PROBLEMS TO SOLVE:
1. Name each makeup product that the first post in the sanitation thread below says requires redipping the brush for more color.
2. In the sanitation thread below, how long does the first poster say they have been using makeup regularly?

ARTICLE:
--- --- ---

# Help please! Sanitation Techniques?



## sugarbumpkin (Dec 19, 2009)

Hi all! Firstly, I'd like to apologize if this topic is in the wrong section.  I wasn't sure where this should be placed.

So I'm an aspiring makeup artist (even though I've only been using makeup regularly for a year...), and I've been wanting to practice on more people.  I don't have the money to purchase a different set of makeup just for other people, and even if I did, I suppose I'd have to keep it clean anyways.  So when I do make up for others, it seems a bit difficult to always keep my own makeup clean.  I mean I know a few techniques, like sharpening pencil eyeliner after every use, dipping lipsticks into alcohol between uses, and so forth.  But for stuff like gel liners, liquid liners, eyeshadows, and blushes where you basically have to redip your brush to get some more color, what should I do?  Also, is there any other way to apply mascara on other people besides using disposable wands to avoid contamination?  Any help would be fantastic.  I searched for answers through the search engine of this site but it led me to a lot of rants about people not being clean at makeup stores lol.  Thanks in advance!


----------



## gildedangel (Dec 19, 2009)

--- --- ---

(Excerpts from segmentation records)
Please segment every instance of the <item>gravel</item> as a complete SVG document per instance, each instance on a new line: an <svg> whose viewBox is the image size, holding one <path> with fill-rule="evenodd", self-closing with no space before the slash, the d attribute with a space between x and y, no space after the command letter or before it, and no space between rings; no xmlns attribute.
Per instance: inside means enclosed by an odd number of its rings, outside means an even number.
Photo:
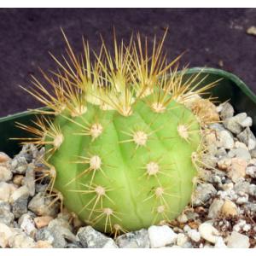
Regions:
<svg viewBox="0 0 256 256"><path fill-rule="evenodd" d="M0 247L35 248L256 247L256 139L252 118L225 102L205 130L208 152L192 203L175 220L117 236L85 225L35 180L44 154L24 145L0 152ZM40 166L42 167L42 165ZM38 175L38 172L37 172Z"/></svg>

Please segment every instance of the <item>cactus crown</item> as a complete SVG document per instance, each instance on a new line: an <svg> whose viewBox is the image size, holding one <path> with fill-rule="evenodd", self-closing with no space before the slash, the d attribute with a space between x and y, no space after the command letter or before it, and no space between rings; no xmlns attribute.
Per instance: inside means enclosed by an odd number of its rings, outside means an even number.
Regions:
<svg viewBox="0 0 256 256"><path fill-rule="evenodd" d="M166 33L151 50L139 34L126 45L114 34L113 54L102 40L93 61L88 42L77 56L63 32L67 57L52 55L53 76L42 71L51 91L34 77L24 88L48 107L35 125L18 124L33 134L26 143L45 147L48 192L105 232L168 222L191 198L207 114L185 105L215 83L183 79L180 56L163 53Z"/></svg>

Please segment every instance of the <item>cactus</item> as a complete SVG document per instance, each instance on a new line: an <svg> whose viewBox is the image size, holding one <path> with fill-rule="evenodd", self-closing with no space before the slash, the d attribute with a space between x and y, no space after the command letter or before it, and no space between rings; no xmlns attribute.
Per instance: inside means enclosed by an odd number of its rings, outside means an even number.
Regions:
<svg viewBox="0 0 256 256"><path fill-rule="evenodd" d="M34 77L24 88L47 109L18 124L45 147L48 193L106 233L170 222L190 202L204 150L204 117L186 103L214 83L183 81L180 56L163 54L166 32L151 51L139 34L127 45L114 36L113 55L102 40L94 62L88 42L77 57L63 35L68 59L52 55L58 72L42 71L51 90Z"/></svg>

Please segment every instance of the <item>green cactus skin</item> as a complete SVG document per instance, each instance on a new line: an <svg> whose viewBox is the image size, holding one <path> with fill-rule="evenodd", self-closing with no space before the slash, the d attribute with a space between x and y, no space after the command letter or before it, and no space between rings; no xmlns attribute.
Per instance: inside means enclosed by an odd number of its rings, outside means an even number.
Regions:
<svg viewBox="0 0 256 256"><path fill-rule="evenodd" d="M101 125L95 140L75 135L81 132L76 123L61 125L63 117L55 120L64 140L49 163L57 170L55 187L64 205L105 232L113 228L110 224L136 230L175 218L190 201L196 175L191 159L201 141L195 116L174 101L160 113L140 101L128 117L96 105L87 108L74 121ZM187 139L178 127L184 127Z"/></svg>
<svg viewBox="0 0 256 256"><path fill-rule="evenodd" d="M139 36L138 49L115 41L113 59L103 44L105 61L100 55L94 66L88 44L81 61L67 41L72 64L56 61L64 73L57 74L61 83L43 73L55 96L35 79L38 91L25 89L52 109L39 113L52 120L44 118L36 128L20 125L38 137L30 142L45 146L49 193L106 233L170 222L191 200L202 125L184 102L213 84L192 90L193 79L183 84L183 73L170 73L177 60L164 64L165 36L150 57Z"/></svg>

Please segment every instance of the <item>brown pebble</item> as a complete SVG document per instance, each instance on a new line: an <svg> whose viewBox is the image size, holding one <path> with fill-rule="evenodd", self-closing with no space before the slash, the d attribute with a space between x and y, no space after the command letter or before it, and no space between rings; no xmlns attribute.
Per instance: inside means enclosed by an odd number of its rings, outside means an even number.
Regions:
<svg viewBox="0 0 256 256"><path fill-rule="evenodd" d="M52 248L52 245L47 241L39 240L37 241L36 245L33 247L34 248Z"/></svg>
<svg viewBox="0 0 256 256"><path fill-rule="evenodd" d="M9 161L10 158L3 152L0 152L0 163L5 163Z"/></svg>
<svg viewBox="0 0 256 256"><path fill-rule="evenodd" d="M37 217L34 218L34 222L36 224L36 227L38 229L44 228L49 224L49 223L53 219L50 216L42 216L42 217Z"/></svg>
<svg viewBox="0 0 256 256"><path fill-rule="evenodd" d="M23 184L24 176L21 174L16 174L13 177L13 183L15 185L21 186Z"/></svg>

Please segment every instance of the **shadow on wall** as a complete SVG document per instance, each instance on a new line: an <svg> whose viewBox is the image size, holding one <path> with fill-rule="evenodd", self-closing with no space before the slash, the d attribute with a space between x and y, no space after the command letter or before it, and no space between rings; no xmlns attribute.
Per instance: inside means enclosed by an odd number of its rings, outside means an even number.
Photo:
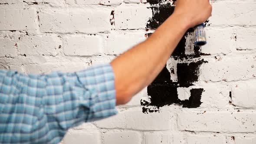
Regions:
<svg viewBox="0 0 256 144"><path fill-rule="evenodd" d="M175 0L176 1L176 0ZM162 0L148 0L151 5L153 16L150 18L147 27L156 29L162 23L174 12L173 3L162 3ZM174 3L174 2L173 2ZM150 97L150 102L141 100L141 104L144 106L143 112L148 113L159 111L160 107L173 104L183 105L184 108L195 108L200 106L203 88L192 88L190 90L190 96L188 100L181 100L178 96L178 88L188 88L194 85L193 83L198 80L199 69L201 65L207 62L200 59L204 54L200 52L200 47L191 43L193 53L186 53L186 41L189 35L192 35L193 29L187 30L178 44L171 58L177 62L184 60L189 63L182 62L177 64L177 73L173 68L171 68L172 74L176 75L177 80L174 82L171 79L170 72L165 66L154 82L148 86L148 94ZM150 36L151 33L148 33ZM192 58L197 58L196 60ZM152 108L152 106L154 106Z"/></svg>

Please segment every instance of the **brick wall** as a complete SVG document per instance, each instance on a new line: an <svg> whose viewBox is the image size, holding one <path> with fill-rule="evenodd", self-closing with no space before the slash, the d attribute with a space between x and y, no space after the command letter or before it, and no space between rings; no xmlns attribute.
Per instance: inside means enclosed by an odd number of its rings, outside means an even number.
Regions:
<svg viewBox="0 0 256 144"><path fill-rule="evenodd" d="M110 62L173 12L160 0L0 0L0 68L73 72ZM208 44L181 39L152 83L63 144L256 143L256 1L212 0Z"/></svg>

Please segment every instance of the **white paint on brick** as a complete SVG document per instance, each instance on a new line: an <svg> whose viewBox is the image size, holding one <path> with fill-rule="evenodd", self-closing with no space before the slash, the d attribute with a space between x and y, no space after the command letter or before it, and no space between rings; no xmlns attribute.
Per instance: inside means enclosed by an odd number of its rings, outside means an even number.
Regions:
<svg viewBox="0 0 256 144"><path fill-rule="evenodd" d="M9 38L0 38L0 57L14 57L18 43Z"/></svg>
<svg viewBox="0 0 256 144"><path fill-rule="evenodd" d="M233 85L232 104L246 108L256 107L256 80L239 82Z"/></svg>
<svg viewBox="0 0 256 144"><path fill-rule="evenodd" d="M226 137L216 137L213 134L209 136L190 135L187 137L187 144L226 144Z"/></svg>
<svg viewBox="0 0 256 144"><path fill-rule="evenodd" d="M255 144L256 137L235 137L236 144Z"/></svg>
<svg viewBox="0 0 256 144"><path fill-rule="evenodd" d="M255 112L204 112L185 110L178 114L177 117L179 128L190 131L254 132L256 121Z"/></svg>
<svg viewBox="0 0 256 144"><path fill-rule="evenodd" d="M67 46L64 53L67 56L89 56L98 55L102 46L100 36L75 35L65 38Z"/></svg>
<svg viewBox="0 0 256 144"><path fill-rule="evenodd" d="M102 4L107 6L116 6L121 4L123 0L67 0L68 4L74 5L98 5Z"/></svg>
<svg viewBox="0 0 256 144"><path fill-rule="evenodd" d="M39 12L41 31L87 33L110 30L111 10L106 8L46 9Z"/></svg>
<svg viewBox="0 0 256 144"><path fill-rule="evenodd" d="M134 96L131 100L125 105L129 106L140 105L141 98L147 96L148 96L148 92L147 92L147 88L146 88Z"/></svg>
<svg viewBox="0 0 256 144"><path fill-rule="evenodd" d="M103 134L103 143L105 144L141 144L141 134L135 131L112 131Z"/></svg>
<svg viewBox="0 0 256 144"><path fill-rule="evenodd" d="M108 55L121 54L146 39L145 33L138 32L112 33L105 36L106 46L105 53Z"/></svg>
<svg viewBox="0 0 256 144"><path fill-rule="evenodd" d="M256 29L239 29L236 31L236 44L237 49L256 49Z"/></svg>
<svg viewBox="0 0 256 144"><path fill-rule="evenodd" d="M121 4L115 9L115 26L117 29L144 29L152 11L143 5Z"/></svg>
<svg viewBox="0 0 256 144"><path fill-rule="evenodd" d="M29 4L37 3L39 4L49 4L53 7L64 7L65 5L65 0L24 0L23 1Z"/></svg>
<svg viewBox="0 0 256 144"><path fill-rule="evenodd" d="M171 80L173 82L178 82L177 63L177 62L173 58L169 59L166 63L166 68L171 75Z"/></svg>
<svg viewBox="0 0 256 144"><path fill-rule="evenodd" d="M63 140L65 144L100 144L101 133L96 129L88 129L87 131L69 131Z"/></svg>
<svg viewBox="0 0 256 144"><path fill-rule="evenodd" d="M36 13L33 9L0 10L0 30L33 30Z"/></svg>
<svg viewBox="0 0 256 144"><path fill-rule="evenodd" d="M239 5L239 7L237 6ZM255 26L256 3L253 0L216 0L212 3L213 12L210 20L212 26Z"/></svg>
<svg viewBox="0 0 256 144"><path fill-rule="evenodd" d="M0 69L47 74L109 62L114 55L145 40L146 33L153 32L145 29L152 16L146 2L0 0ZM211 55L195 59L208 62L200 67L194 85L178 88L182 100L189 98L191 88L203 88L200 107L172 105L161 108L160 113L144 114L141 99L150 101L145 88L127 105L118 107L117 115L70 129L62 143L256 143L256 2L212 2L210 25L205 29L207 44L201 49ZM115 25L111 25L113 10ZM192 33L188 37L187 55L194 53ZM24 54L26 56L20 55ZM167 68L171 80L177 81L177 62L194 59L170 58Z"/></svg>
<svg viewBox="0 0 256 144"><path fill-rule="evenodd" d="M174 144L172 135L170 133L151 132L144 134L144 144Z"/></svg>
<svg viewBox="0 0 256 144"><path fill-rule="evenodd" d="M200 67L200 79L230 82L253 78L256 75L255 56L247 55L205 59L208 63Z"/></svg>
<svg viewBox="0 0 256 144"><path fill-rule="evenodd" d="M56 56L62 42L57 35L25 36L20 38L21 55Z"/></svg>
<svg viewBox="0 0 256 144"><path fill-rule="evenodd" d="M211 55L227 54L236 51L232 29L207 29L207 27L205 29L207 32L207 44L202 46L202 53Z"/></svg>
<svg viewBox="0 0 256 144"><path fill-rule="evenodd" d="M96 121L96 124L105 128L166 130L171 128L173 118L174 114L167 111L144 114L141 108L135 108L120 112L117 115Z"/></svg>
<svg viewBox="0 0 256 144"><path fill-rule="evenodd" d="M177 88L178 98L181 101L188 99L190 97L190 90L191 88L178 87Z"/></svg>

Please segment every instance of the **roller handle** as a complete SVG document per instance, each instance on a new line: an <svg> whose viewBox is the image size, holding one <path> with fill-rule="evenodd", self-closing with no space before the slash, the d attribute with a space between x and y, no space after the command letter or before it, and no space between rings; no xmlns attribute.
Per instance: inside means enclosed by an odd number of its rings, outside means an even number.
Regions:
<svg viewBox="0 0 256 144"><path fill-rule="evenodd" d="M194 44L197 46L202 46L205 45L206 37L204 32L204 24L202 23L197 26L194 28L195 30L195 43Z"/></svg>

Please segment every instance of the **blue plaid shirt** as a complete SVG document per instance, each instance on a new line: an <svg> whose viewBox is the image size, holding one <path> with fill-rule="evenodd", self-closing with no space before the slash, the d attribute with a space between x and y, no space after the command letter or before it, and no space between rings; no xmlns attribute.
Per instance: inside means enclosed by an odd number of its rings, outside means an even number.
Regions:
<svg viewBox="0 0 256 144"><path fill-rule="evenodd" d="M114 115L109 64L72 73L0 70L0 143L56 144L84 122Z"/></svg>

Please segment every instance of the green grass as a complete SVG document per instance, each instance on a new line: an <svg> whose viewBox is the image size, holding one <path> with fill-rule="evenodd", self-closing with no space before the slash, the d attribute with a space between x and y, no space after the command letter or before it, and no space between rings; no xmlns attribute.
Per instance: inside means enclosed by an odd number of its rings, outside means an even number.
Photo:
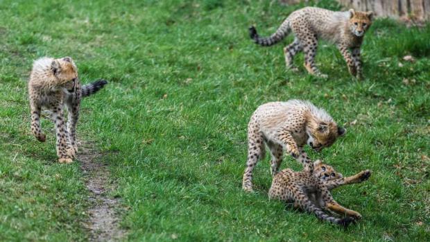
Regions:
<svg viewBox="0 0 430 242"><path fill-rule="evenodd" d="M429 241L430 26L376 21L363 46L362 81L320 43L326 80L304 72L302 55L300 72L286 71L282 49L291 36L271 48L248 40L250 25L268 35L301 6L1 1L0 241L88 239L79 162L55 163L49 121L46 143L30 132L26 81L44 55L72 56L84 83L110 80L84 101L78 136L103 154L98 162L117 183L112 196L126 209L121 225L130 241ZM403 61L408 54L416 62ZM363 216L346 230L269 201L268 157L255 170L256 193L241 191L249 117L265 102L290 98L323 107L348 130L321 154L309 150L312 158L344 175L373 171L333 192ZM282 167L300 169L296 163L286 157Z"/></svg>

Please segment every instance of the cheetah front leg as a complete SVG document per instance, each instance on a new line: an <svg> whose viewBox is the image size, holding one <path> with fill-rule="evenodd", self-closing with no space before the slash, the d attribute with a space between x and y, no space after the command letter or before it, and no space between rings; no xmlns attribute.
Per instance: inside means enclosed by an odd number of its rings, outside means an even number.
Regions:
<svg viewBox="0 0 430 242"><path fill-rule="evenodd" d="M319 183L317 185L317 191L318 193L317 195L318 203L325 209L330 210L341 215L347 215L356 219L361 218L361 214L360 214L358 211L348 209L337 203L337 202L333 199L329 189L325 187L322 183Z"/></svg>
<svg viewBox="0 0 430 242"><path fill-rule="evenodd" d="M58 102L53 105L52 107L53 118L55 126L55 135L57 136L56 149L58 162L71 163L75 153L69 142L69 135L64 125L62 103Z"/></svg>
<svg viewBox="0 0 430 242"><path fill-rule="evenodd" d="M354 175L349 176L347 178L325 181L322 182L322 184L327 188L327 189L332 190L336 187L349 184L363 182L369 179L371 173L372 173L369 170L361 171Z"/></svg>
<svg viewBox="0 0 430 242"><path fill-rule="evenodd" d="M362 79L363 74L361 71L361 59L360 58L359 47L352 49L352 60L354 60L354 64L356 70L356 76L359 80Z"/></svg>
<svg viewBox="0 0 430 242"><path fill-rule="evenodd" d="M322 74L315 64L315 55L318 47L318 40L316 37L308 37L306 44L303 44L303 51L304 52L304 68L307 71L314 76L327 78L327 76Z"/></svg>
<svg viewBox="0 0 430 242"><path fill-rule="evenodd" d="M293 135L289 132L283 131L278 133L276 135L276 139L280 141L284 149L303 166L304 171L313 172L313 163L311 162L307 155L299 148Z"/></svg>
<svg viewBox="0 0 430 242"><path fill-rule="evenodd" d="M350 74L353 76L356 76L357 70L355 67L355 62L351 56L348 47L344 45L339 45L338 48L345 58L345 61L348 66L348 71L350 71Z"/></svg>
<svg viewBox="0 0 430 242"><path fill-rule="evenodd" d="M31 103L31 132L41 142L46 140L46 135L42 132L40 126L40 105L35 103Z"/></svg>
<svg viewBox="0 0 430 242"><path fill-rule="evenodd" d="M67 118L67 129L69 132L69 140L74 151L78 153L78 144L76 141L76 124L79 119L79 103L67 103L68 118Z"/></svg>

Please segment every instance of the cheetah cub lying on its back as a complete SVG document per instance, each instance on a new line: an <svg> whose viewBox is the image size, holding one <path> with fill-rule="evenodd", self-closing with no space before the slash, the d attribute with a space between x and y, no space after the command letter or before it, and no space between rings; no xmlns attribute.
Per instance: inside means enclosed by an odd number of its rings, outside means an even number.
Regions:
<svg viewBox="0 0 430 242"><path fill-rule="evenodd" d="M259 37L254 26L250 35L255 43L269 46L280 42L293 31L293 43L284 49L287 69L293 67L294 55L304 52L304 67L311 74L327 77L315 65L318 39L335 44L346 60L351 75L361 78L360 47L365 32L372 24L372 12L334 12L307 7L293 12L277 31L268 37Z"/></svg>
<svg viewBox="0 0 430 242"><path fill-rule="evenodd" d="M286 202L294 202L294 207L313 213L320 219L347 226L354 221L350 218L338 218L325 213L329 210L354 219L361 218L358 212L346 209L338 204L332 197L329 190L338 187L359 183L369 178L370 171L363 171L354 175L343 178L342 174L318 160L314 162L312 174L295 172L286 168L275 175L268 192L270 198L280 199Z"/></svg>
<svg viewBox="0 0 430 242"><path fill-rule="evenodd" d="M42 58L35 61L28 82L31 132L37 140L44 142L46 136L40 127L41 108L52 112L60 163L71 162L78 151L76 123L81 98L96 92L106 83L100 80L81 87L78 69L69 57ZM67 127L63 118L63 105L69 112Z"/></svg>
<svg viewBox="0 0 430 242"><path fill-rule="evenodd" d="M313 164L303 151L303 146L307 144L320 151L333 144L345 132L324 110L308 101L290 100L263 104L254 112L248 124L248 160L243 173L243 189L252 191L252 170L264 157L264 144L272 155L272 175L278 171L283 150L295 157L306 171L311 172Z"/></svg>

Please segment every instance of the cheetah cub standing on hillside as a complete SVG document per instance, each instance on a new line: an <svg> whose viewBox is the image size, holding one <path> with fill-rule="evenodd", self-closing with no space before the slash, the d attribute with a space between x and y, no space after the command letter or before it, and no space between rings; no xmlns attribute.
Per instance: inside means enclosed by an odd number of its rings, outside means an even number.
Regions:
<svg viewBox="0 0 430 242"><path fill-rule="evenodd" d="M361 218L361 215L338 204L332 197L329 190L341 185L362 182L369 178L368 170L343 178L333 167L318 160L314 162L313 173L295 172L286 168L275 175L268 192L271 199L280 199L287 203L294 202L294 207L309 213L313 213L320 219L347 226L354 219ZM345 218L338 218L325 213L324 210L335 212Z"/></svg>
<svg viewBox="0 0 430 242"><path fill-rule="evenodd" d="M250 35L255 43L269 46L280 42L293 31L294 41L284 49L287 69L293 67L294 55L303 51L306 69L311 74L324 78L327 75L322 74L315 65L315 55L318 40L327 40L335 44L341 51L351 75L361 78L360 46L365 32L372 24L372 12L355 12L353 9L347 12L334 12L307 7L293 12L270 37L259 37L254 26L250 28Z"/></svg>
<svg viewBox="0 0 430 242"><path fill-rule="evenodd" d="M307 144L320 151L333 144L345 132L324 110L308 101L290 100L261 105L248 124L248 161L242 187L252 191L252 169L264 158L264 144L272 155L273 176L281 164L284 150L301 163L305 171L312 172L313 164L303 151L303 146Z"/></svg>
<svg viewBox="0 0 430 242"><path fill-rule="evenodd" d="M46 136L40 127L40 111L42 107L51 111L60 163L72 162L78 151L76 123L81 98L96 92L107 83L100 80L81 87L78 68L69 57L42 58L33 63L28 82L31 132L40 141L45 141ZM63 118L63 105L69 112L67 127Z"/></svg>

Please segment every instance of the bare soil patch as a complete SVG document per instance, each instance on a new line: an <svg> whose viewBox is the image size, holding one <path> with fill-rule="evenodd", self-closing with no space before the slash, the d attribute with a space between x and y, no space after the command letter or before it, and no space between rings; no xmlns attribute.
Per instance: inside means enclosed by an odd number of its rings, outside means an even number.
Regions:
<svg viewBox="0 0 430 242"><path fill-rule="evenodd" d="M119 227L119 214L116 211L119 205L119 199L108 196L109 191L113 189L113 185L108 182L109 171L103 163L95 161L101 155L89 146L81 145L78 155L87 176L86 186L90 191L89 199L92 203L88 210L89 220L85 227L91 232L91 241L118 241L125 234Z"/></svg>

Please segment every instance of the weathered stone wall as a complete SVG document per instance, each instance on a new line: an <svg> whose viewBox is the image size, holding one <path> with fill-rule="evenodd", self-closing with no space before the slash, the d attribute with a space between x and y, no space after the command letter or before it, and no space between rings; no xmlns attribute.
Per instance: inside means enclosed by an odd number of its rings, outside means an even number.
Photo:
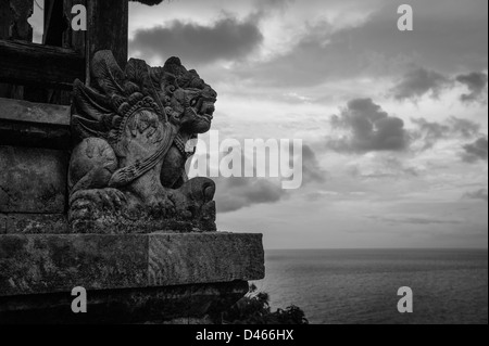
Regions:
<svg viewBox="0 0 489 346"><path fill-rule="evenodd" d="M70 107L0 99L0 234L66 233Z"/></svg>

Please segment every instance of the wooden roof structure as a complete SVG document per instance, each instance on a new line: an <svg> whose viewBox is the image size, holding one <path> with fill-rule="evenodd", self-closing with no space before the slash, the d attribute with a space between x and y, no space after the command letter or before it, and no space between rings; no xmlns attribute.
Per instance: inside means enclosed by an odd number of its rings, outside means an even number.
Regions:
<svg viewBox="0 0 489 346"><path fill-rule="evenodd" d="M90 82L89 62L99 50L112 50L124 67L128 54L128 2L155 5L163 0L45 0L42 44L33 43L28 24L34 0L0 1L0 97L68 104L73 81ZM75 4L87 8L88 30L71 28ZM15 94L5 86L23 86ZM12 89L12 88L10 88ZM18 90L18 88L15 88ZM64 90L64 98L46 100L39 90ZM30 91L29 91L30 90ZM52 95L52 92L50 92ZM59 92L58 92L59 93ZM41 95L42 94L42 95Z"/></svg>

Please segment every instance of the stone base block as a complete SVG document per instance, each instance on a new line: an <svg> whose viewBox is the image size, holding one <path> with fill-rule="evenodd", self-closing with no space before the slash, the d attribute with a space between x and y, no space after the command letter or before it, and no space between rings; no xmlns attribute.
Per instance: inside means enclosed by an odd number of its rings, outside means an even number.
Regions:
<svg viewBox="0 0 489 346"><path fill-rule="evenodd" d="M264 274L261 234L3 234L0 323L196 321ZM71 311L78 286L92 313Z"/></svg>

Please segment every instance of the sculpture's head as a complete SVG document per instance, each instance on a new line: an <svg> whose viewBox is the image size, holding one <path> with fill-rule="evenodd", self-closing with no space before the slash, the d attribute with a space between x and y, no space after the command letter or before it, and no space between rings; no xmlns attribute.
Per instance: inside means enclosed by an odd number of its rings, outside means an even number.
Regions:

--- --- ---

TASK-BY-TASK SOLUTIONS:
1. Gel liners, liquid liners, eyeshadows, and blushes

2. About a year